▶ **PASSAGE**
____

Actually, re-reading BK's last post brings up something - if you're insulating in front of it you will lose most of the value of the insulation. It is claimed to work by reflecting radiation - and radiative heat transfer goes with the fourth power of temperature. Double the absolute temperature, and you get 16 times the heat transfer. If you're putting up insulation or even plasterboard, you're blocking any radiation from hot bodies - all you'll get is heat being re-radiated by the inside of the plasterboard/insulation. In those circumstances I suspect you'd see even less than the R-1 I quoted, since that was insulating a body at ~150F.


----------



## Battenkiller (Feb 18, 2012)

pdf27 said:
			
		

> The R-1 is calculated from the cooling time for a jug of water experiment done on the first link (fourth post), where it was measured to be roughly half as effective as 50mm (2") of Celotex (polyisocyanurate foam), when compared to just a sheet of cardboard. As 2" is roughly R-2 (see http://www.planetinsulation.co.uk/ZCW3025.php), this would seem a reasonable value for the conditions quoted - heat source at ~150F inside the box, room temperature outside.



You make some interesting points that I'll have to think about. I do want to clarify one thing to avoid further confusion, though. The R-values you are quoting are in SI units.  Over here we use R-values based on BTUs.  1" of polyisocyanurate insulation has an R-value of about 7 over here... not exactly inconsequential.


----------



## midwestcoast (Feb 18, 2012)

Battenkiller said:
			
		

> pdf27 said:
> 
> 
> 
> ...



Well now that makes a lot more sense, forgot about the units of (U.S) R-Value being imperial.   No wonder we never have a frickin' clue what the rest of the world is talking about, nor they us...

____

▶ **SHORT EXERCISE 1**
List every line of the entries that contains the word "wallpaper".
▶ **SHORT EXERCISE 2**
Write the next part of the insulation thread, starting after its last post.
The insulation thread and the entries come from unrelated sources.

____

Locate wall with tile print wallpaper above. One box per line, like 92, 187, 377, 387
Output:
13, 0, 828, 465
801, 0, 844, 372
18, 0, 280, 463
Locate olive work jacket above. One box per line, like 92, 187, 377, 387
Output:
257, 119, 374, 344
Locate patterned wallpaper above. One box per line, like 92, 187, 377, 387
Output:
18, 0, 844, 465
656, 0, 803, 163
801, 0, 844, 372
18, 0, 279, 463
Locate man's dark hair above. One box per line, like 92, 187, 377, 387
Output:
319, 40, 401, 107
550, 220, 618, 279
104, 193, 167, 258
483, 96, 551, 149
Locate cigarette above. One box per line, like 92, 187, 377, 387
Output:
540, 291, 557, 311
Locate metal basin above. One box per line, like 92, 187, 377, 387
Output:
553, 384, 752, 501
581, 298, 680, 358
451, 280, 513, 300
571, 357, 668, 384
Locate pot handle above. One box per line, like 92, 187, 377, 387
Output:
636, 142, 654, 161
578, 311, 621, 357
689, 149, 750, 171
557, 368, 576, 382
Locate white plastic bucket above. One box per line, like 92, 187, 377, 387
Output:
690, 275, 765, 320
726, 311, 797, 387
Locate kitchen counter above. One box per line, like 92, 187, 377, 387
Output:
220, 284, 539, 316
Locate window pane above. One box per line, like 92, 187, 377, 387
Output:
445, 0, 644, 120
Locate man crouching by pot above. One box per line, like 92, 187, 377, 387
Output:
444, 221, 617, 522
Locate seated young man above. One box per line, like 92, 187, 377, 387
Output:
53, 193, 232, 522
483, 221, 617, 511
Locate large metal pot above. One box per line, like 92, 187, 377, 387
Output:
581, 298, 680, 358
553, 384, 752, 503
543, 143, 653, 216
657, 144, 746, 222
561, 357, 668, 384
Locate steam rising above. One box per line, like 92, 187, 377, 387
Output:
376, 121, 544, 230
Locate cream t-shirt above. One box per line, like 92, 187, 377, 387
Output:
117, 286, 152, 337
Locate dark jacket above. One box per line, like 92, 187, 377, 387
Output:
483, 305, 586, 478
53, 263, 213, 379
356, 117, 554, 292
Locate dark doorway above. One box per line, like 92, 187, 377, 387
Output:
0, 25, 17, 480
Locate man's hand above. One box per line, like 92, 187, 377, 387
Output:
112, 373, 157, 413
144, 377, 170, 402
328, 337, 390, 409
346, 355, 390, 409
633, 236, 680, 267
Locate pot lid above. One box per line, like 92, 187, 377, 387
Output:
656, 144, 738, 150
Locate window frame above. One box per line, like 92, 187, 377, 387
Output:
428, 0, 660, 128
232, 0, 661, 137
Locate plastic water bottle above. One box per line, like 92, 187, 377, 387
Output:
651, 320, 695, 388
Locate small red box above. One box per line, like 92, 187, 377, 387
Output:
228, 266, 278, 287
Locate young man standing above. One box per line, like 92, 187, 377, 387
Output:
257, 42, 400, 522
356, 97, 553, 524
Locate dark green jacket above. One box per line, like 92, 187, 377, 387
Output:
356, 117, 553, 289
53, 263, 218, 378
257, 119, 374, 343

____

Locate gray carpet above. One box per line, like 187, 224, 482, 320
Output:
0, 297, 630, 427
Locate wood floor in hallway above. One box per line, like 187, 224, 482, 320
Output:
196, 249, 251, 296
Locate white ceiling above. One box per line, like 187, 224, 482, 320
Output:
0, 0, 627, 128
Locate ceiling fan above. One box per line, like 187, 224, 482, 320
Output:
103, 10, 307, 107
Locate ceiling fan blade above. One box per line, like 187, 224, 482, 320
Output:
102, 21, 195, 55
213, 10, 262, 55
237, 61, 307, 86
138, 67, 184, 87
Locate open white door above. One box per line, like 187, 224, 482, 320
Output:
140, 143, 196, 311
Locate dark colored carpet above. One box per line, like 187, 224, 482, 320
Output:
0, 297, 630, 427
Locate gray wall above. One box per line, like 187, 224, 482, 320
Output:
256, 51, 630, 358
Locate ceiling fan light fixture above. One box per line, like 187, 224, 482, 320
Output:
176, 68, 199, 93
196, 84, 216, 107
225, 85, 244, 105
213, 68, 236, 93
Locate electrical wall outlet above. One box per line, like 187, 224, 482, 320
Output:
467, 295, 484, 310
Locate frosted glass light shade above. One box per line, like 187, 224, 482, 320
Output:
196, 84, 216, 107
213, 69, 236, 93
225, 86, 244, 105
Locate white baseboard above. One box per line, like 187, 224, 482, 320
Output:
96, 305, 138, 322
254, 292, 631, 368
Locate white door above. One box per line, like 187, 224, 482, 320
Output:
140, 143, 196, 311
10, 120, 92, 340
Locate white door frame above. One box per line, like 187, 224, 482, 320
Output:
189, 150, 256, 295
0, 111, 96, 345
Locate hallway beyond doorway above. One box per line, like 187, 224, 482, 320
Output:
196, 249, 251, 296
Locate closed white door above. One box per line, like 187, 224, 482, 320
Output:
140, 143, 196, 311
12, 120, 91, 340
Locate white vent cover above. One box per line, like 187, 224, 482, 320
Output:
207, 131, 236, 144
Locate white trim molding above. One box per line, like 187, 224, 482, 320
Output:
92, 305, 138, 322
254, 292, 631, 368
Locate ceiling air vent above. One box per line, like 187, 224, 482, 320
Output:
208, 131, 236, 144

____

▶ **EXERCISE OUTPUT 1**
Locate wall with tile print wallpaper above. One box per line, like 92, 187, 377, 387
Locate patterned wallpaper above. One box per line, like 92, 187, 377, 387

▶ **EXERCISE OUTPUT 2**
   bioman is right of course, we can't really compare radiant barriers to insulation in a 'bang for the buck' or thickness analysis since the only recognized standard measure for insulating material is R-Value & R-Value ignores the effect of the emissivity of the materials surface.  So radiant barrier manufacturers (including those making insulation with r-barriers incorporated) can get away with exagerated claims (see the whole "insulating paint" fiasco).  It's kinda like measuring the fuel efficiency of electric cars in MPG


----------



## pdf27 (Feb 18, 2012)

Battenkiller said:
			
		

> You make some interesting points that I'll have to think about. I do want to clarify one thing to avoid further confusion, though. The R-values you are quoting are in SI units.  Over here we use R-values based on BTUs.  1" of polyisocyanurate insulation has an R-value of about 7 over here... not exactly inconsequential.


Yeah, I suddenly realised that when I woke up about 3am and felt like a bit of a fool (having even less excuse than normal given that my wife is from the US!). What got me is that you guys normally use different letters to identify things and when you use the same the units usually are too (e.g. measuring electricity in kWh). We also tend to use U-values over here (U=1/R) which muddied things still further.

One other point I remembered last night - the multifoil insulation he was testing was 20mm thick (4/5"), so the performance about the same as polyisocyanurate (probably a whisker better, but it's well into the margin of error). If you can get it cheaper or install it more easily than polyisocyanurate, you're probably onto a winner.


----------



## woodgeek (Feb 18, 2012)

Aaah, the radiant insulation issue.  I'm gonna go with the consensus that says it can be 'useful' under your roof joists in cooling dominated climates, and to steer clear otherwise.

My question is always how bubble wrap is cheap enough to use as wrapping material and we throw it away (after popping all the bubbles, of course) and yet when I price out this stuff
it would cost like a $1000 to do my roof area.  I can't believe it is that much more costly to produce. I'm suspicious that it is priced with a huge margin, to be just cheaper enough than
foam that some folks will go for it as a 'bargain'.

I am mainly worried about degradation over time as it oxidizes and gets dirty.  No thanks.


----------



## Ehouse (Feb 18, 2012)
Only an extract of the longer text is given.